Friday, 10 October 2014

Surfing the purple wave: UKIP's general election prospects improve

It's time to look at how UKIP have done during the three months while I've been away.  But it's hardly as if I can claim any great insight here. I didn't see the durability of the UKIP surge and my expectation when I first wrote about UKIP in April was that they were likely to fade.  At that time, I wrote:

"It seems that the bookies are catering to the enthusiasm of the purple punters by relieving them of their money at poor odds."

At that time, only five seats had UKIP at odds of less than 10/1.  As of today's date, there are 28 such seats (and neither Clacton nor Rochester & Strood, which must both be among UKIP's best bets, have general election markets as of today).  So that shows how good a judge I was of how the wind is blowing.

I'll have to chalk that up to experience and I'll have to show some humility (there's a first time for everything, of course).  So let's leave the inferences aside and instead let's look at the current state of play.  Here are UKIP's prospects ranked in order of their present odds:


If we compare this to the position merely six months ago, UKIP have been the punters' darlings in the interim:


And here is the position in June - UKIP have generally shortened even since then (when 19 seats were at a price of less than 10/1):


I shall first try to look at where UKIP has been shortening.  Because the shortening prices have not been uniform.  UKIP are at the same price in Eastleigh as they were six months ago.  They're the same price in Castle Point and Louth & Horncastle as they were three months ago.  They've actually drifted out in Folkestone & Hythe in the last three months.  

So what's been happening in the markets?

1) Punters think that UKIP is developing local strongholds capable of being converted into seats.

Five Kent seats are priced at under 10/1.  There is no general election market for Rochester & Strood at present, and odds on that would certainly be below 10/1, whether or not UKIP ultimately wins its by-election.  Three more seats in the county are priced at under 16/1.  That's nine out of the 17 constituencies in the county - every coastal constituency in the county other than Canterbury and Faversham & Mid Kent.

Essex is a similar story.  Three constituencies are under 10/1 (not including Clacton, which looks like UKIP's best bet at the next election, but for which there is no market).  A further eight constituencies are priced at 16/1 or under.  So 12 out of 18 constituencies in Essex are seen as at least outside chances for the Kippers, including every coastal constituency except Witham.

-- TASKS TO COMPLETE --
[1] Answer these questions from the post on UKIP's general election prospects:
(a) When the writer first wrote about UKIP in April, how many seats had UKIP at odds of less than 10/1?
(b) How many seats were at a price of less than 10/1 in June?
(c) In which constituency have UKIP drifted out over the last three months?
[2] From the post on UKIP's general election prospects, extract the passage starting at "Essex is a similar" and ending at "constituency except Witham.", with no changes.

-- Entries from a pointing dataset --

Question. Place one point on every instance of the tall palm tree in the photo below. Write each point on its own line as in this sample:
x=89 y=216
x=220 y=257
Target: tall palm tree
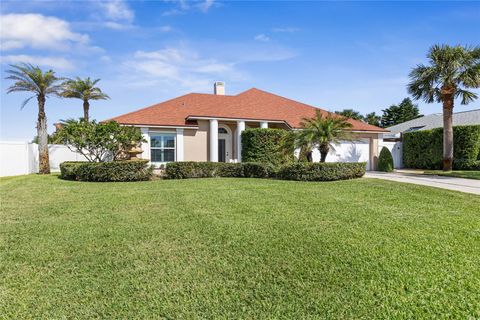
x=85 y=90
x=324 y=132
x=450 y=72
x=42 y=84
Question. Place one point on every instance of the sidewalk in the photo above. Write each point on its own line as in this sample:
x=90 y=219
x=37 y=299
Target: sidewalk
x=450 y=183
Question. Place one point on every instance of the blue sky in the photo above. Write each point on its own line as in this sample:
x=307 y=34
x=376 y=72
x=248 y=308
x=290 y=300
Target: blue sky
x=333 y=55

-- ANSWER SET --
[1]
(a) Five
(b) 19
(c) Folkestone & Hythe

[2]
Essex is a similar story.  Three constituencies are under 10/1 (not including Clacton, which looks like UKIP's best bet at the next election, but for which there is no market).  A further eight constituencies are priced at 16/1 or under.  So 12 out of 18 constituencies in Essex are seen as at least outside chances for the Kippers, including every coastal constituency except Witham.